Europa parece
una de esas pateras insolidarias
en las que se arroja a los enfermos por la borda. En los lugares privilegiados
de la embarcación viajan Merkel y la troika, que deciden sobre la vida de unos
y de otros sin más criterio que el de su propio beneficio industrial. Alegan que han
invertido lo suyo en fletar el bote y están dispuestas a recuperar la inversión
a cualquier precio. Si sobra el 50% de los jóvenes españoles, griegos o
portugueses, se les hace saltar al agua y que se busquen la vida como puedan.
Si los ancianos empiezan a representar una carga excesiva, se les recortan
las pensiones y se les retira la asistencia médica, lo que viene a ser un modo
de arrojarlos a los tiburones. “Este país del sur tiene fiebre”, grita uno de
los capataces. “Pues mandadlo a la mierda”, responde desde proa un fondo de
inversión. “Aquí tenemos a un tetrapléjico
irrecuperable, un inútil que
cobra en concepto de no sé qué ley de dependencia”. “Dádselo de comer a los
peces”, ordena un jefe de departamento de Juncker abanicando a Lagarde.
Tras el
triunfo electoral, en Grecia, de Syriza, nadie se ha preguntado por el futuro
de los ganaderos, los agricultores, los científicos, los electricistas, los
médicos, los arquitectos, los envasadores de carne, los profesores de enseñanza
media, los técnicos de laboratorio, los pensionistas,
los estudiantes, los
torneros…, la gente, en fin, que produce bienes o servicios de primera
necesidad, la gente que trabaja. Nada de eso, la cuestión, aseguran todos los
analistas económicos, es cómo reaccionarán las mafias financieras que han
fletado el cayuco (dotándolo, eso sí, de algunos camarotes de primera para sus
amigos) del que usted y yo no hemos sido expulsados todavía de milagro.

————

■ TAREA: Copia literalmente del fragmento sobre Europa el pasaje que empieza en las palabras "Europa parece" y termina después de "vida como puedan.". El listado no tiene relación con el fragmento sobre Europa.

[Entradas tomadas de una colección]
————

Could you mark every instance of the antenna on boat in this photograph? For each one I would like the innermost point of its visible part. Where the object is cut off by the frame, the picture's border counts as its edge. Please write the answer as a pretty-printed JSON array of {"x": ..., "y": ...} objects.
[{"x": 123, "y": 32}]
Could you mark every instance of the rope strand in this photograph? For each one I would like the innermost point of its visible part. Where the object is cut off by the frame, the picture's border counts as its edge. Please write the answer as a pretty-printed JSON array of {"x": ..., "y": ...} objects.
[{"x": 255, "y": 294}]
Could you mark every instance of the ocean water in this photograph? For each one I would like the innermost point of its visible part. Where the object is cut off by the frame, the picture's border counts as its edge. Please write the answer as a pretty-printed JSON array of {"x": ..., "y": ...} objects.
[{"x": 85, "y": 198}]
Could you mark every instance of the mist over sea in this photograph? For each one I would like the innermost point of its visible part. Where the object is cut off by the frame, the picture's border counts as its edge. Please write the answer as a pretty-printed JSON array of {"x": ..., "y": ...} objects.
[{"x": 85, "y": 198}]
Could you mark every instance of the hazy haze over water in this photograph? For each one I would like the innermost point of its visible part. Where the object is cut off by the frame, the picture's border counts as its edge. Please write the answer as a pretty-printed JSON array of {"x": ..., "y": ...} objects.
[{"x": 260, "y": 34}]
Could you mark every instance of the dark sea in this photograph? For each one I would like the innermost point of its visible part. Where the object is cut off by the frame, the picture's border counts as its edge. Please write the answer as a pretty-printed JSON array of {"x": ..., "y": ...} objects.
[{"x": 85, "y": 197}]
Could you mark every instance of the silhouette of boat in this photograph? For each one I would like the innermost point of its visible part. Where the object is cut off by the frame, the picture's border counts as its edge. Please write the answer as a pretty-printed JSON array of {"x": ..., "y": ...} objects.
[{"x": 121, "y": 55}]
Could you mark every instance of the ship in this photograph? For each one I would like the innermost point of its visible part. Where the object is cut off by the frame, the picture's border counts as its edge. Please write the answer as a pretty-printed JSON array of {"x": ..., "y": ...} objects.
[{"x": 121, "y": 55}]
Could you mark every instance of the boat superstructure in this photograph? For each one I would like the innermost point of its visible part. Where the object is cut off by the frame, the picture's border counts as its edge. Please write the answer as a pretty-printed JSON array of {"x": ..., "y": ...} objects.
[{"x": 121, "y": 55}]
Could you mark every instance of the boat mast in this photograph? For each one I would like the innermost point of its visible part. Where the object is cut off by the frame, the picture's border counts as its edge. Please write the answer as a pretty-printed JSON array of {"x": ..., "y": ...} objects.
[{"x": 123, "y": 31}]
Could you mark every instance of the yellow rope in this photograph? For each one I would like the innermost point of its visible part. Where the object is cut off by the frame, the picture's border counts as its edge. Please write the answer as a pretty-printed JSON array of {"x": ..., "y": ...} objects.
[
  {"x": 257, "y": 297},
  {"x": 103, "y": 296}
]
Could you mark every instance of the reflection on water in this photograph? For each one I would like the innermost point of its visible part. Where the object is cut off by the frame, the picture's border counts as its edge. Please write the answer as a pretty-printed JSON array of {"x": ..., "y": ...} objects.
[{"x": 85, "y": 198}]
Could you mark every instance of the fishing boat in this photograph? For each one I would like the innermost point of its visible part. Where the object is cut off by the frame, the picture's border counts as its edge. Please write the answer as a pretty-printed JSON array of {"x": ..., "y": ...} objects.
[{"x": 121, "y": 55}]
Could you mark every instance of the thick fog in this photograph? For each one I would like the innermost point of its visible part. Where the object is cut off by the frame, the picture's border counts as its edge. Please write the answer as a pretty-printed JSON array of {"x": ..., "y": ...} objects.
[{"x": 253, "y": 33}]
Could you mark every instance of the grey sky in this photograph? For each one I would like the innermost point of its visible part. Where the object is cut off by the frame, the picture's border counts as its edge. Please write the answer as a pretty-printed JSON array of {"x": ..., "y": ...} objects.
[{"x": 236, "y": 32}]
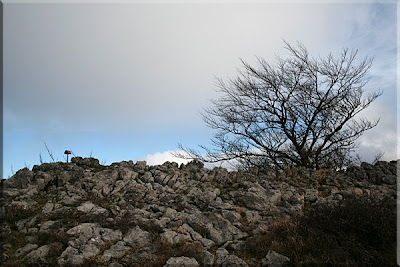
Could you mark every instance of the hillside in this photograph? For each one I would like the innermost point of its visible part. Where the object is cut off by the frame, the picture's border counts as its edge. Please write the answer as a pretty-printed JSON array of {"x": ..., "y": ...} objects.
[{"x": 131, "y": 214}]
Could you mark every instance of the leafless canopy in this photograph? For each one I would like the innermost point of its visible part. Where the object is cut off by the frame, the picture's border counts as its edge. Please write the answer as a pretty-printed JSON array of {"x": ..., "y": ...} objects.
[{"x": 301, "y": 111}]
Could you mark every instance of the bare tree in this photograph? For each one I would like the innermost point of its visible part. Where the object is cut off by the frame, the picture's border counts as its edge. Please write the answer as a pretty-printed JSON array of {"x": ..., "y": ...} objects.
[{"x": 301, "y": 111}]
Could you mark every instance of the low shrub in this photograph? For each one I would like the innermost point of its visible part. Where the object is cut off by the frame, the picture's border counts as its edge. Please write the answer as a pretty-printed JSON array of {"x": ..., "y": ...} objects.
[{"x": 353, "y": 232}]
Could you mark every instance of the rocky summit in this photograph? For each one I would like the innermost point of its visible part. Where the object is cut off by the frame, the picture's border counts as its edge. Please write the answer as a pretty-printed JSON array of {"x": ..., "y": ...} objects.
[{"x": 130, "y": 214}]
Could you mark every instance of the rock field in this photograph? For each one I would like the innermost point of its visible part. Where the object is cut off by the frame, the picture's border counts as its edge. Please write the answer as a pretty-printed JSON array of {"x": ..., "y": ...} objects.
[{"x": 131, "y": 214}]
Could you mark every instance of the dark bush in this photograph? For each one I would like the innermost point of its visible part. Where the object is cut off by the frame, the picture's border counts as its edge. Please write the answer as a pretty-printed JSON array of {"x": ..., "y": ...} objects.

————

■ RESPUESTA:
Europa parece
una de esas pateras insolidarias
en las que se arroja a los enfermos por la borda. En los lugares privilegiados
de la embarcación viajan Merkel y la troika, que deciden sobre la vida de unos
y de otros sin más criterio que el de su propio beneficio industrial. Alegan que han
invertido lo suyo en fletar el bote y están dispuestas a recuperar la inversión
a cualquier precio. Si sobra el 50% de los jóvenes españoles, griegos o
portugueses, se les hace saltar al agua y que se busquen la vida como puedan.